# TEXT EXTRACT
— start —

Function that creates the labeling job step and adds a catch step

In [None]:
def create_labeling_job_step(error_step):
    labeling_job = BBoxLabelingJobStep()
    labeling_job.add_catch(Catch(
        error_equals=["States.TaskFailed"],
        next_step=error_step
    ))
    
    return labeling_job

### Define the function to create the post labeling lambda step<br> 
(Note this lambda needs to deployed already)

In [None]:
def create_postlabeling_lambda_step(error_step):
    lambda_state = LambdaStep(
        state_id="Convert SagemakerGT labels",
        parameters={  
            "FunctionName": "mlopsPostLabelingJobProcess",
            "Payload.$": "$$.Execution.Input"
        }
    )

    lambda_state.add_retry(Retry(
        error_equals=["States.TaskFailed"],
        interval_seconds=15,
        max_attempts=2,
        backoff_rate=4.0
    ))

    lambda_state.add_catch(Catch(
        error_equals=["States.TaskFailed"],
        next_step=error_step
    ))
    
    return lambda_state

### Next, define the function to create the error notification Lambda step <br>
(Again this Lambda function must be deployed already)

In [None]:
def create_error_lambda_step():
    lambda_state = LambdaStep(
        state_id="Notify Errors",
        parameters={  
            "FunctionName": "mlopsNotifyErrors",
            "Payload": {
                "Error.$": "$.Error",
                "Source": "Labeling Workflow",
                "Cause.$": "$.Cause"
            }
        }
    )
    
    return Chain([lambda_state, Fail("Labeling Job Failed")])

— end —

# PROBLEMS TO SOLVE
1. Please duplicate the notebook excerpt from "Function that creates" to "labeling_job = BBoxLabelingJobStep()".
2. Name every function that the notebook excerpt defines with "def".

# DATASET SECTION
— start —

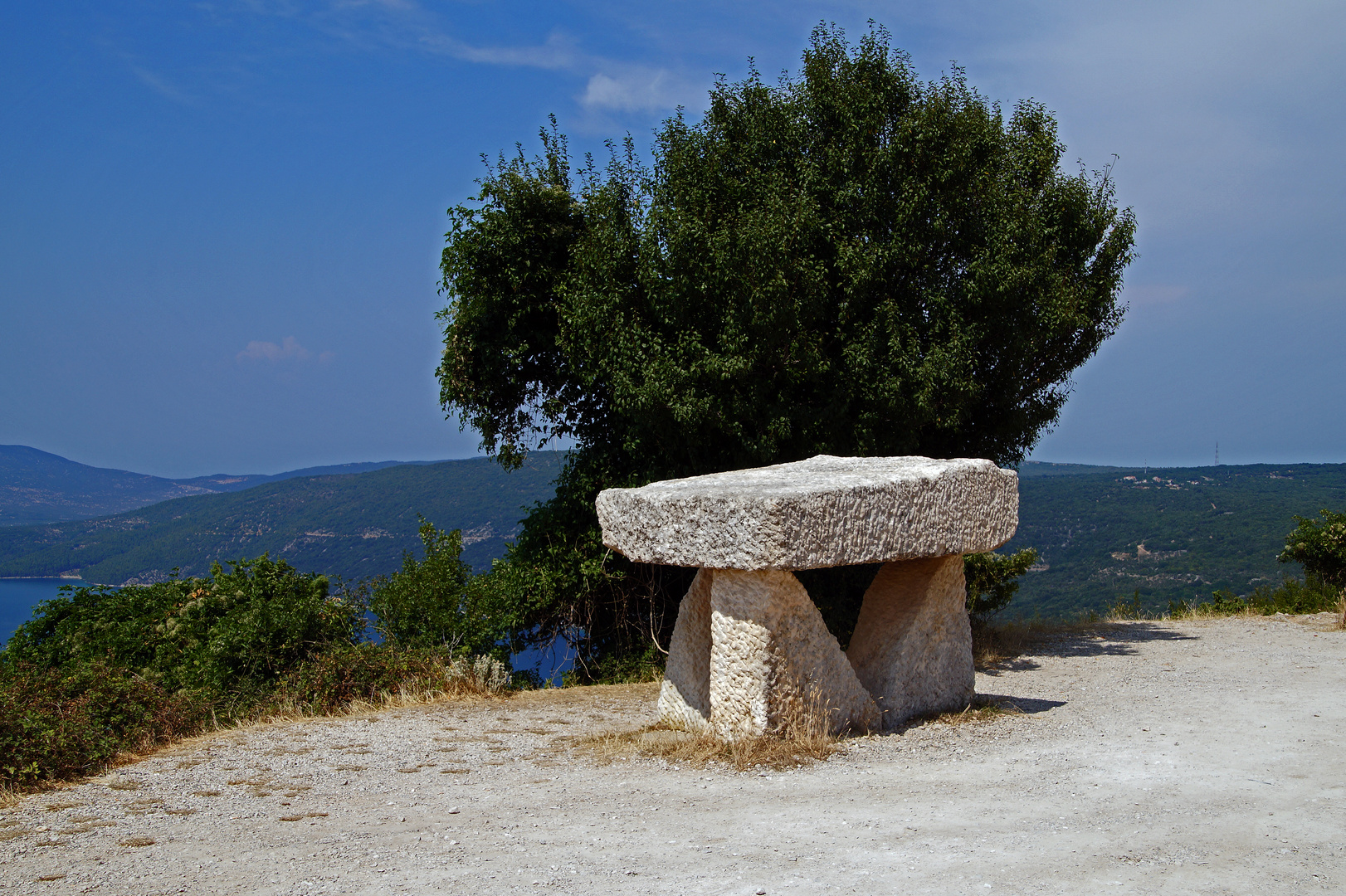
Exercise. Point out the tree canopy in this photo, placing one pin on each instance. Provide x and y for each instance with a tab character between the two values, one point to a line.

— end —

# FULL ANSWERS
1.
Function that creates the labeling job step and adds a catch step

In [None]:
def create_labeling_job_step(error_step):
    labeling_job = BBoxLabelingJobStep()

2.
create_labeling_job_step
create_postlabeling_lambda_step
create_error_lambda_step